#### TASK TO COMPLETE
Your task is to repeat the records exactly from the line containing "Where can the wispy" onward, through the final line.

#### ENTRIES SUPPLIED
::::

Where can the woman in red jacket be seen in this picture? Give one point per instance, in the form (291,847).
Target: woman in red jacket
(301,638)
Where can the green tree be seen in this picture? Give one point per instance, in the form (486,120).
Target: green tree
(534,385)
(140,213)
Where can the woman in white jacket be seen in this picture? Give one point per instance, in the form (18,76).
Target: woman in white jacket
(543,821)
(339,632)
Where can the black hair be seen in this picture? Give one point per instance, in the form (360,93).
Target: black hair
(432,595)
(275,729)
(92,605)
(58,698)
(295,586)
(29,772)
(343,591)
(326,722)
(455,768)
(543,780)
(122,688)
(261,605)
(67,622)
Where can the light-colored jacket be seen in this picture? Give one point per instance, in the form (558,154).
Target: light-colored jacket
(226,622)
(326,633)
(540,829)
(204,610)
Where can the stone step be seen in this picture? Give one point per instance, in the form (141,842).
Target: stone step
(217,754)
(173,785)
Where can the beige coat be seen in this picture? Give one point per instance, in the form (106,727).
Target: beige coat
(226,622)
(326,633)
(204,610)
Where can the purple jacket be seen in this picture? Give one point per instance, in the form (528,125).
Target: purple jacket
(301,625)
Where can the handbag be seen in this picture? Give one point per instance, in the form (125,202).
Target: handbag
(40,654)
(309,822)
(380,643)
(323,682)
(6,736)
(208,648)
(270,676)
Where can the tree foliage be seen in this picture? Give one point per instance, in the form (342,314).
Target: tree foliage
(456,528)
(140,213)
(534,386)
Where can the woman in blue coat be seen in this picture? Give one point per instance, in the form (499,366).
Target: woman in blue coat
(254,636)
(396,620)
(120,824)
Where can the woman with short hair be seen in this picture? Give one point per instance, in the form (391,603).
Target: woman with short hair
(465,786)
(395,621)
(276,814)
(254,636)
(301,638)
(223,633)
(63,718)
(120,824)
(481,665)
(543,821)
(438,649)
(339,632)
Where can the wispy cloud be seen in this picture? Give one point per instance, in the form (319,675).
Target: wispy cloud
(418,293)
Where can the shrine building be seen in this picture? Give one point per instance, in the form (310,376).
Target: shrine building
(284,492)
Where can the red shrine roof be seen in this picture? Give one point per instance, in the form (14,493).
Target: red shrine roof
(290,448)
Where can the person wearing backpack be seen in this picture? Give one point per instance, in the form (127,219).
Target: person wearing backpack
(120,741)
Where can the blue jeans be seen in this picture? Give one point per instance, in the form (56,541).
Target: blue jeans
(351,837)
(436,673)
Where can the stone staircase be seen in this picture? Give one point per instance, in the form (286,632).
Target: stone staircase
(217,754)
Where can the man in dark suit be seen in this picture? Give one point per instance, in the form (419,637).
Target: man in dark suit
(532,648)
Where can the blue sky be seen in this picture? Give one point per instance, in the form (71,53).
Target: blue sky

::::

#### FULL ANSWER
Where can the wispy cloud be seen in this picture? Give one point per instance, in the form (319,675).
Target: wispy cloud
(418,293)
Where can the shrine building be seen in this picture? Give one point per instance, in the form (310,376).
Target: shrine building
(284,492)
Where can the red shrine roof be seen in this picture? Give one point per instance, in the form (14,493).
Target: red shrine roof
(290,448)
Where can the person wearing backpack be seen in this picture? Give one point per instance, in the form (127,219).
Target: person wearing backpack
(120,741)
Where can the blue jeans be seen in this picture? Give one point per instance, in the form (56,541).
Target: blue jeans
(351,837)
(436,673)
Where can the stone staircase be seen in this picture? Give one point per instance, in the form (286,632).
Target: stone staircase
(217,754)
Where can the man in dark suit be seen in this picture? Give one point per instance, in the form (419,637).
Target: man in dark suit
(532,648)
Where can the blue sky be seen in this picture? Give one point per instance, in the form (71,53).
Target: blue sky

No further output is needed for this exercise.